Short exercise A
In the article about Lanz, what is the title of his new double CD?
Short exercise B
Summarize the article about Lanz in two sentences.
Short exercise C
Print the stretch of the article about Lanz from "Lanz says he" through "the orchestral side.", word for word.

Source
## Start

Lanz says he needs the laughter to respond to the legion of critics who attack the music. But he also agrees with some of the criticism. As an insider, he can be one of the music's harshest critics. Lanz's new double CD Skyline Firedance is an unusual package that features a single group of songs done orchestrally on the first disc and with just a solo piano on the second. It has met a mixed reception with new-age radio programmers, most of whom won't touch the orchestral side.
"My friends in radio listen to the record," Lanz says in a recent interview, "and say, `Man, this is awesome, but we can't play it, it's too big.' They won't take the chance.
"Somewhere along the line, new-age radio decided that this and this works, and they started cutting everything else out. I call most of what's left `safe sax' or `fuzak.'
"What they've given us is a very homogeneous flow. Which is really nice if you're going to get a massage. Or if you just want your music in the background like wallpaper. I listen to new-age radio and it becomes kind of faceless. You can't really tell one song or artist from another. It gets a little boring."
Apparently, Lanz has decided it's time to forget about being mellow and raise his voice.
"I started making new-age music in 1983. Now, here it is 1991 and the stuff that we used to do acoustically is all being done with just a couple studio musicians and a computer," he says. "The new stuff sounds really good, but the soul has been sucked out of it."

## End

Entries supplied
## Start

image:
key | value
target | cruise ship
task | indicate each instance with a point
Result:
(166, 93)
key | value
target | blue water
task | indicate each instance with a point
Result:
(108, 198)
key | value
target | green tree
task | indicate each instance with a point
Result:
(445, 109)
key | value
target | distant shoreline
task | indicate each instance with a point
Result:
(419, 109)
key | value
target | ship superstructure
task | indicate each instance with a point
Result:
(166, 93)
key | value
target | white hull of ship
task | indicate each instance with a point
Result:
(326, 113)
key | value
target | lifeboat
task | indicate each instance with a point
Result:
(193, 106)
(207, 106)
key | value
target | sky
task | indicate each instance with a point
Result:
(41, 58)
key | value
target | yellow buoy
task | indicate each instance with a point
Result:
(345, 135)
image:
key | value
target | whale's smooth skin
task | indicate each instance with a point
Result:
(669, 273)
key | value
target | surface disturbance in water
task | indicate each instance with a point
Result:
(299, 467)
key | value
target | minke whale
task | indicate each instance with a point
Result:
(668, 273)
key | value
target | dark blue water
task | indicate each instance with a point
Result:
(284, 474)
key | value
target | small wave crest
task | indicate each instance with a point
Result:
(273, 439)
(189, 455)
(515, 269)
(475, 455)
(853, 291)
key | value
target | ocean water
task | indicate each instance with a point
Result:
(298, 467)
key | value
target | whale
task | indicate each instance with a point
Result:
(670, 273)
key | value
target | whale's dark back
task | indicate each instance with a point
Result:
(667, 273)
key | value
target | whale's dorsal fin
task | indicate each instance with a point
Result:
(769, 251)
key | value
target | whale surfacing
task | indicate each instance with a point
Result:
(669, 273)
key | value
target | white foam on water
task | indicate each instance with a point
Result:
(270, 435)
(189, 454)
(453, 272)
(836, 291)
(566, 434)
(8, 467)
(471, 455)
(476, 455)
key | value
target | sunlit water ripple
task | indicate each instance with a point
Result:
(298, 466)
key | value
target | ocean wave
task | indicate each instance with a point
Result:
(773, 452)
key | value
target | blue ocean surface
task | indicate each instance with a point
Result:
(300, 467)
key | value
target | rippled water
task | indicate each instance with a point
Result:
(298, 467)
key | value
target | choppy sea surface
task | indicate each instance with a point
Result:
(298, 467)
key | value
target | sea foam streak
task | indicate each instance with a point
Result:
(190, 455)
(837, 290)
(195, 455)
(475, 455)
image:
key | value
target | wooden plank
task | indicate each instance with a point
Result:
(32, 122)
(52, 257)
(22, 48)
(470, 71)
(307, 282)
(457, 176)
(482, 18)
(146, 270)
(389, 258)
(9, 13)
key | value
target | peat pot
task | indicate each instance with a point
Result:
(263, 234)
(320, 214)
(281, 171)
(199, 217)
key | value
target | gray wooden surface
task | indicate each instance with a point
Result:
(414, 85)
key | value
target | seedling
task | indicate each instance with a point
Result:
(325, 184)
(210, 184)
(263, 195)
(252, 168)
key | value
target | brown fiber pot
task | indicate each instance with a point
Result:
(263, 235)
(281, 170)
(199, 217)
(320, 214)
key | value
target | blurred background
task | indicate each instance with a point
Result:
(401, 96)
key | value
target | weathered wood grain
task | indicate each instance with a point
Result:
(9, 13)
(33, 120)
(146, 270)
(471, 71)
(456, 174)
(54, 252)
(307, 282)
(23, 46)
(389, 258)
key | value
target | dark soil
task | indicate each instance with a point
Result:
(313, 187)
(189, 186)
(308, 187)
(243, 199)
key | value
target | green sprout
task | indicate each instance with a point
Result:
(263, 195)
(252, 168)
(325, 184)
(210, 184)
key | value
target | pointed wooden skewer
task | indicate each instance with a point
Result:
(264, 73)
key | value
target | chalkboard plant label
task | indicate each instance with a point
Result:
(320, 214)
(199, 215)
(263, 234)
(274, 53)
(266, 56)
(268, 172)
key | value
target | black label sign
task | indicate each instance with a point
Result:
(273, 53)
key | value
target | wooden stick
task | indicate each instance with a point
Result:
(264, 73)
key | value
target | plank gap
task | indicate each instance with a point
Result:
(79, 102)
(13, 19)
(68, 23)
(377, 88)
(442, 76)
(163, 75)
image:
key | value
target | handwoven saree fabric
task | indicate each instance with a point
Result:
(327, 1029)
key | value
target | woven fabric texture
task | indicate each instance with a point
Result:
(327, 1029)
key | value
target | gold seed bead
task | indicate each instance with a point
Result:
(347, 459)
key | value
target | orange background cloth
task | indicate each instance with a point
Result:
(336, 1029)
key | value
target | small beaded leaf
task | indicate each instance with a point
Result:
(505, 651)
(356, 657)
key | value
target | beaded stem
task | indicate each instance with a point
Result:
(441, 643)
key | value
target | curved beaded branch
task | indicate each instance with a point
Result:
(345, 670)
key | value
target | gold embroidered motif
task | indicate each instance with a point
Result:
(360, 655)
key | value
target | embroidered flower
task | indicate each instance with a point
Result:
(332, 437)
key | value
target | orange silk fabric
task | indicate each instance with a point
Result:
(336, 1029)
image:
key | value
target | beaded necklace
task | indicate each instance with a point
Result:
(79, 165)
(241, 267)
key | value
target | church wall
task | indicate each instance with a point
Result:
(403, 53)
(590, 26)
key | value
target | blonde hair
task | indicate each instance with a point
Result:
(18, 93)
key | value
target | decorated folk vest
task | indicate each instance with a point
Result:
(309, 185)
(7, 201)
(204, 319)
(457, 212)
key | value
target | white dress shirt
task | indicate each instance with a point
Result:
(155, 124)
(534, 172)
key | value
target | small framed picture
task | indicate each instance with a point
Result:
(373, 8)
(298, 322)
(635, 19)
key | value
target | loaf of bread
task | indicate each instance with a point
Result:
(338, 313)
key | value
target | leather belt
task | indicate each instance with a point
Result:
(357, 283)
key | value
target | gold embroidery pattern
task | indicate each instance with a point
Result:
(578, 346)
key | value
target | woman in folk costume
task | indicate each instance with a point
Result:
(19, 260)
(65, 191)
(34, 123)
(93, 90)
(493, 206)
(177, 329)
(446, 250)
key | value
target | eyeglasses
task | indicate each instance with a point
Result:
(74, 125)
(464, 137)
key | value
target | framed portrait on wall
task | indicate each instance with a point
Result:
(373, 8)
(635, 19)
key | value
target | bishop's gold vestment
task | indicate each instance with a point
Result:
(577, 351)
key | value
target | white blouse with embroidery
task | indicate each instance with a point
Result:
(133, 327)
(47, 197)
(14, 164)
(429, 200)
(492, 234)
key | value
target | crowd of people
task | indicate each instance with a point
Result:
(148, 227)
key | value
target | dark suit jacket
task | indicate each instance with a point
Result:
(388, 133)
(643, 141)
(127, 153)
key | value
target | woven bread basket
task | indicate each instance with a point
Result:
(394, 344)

## End

Worked solution A
Skyline Firedance

Worked solution B
Lanz's new double CD, Skyline Firedance, presents the same songs orchestrally on one disc and on solo piano on the other, and it has met a mixed reception from new-age radio programmers, most of whom won't play the orchestral side. Lanz calls new-age radio homogeneous and faceless, and he says the music now made with a couple of studio musicians and a computer sounds good but has had the soul sucked out of it.

Worked solution C
Lanz says he needs the laughter to respond to the legion of critics who attack the music. But he also agrees with some of the criticism. As an insider, he can be one of the music's harshest critics. Lanz's new double CD Skyline Firedance is an unusual package that features a single group of songs done orchestrally on the first disc and with just a solo piano on the second. It has met a mixed reception with new-age radio programmers, most of whom won't touch the orchestral side.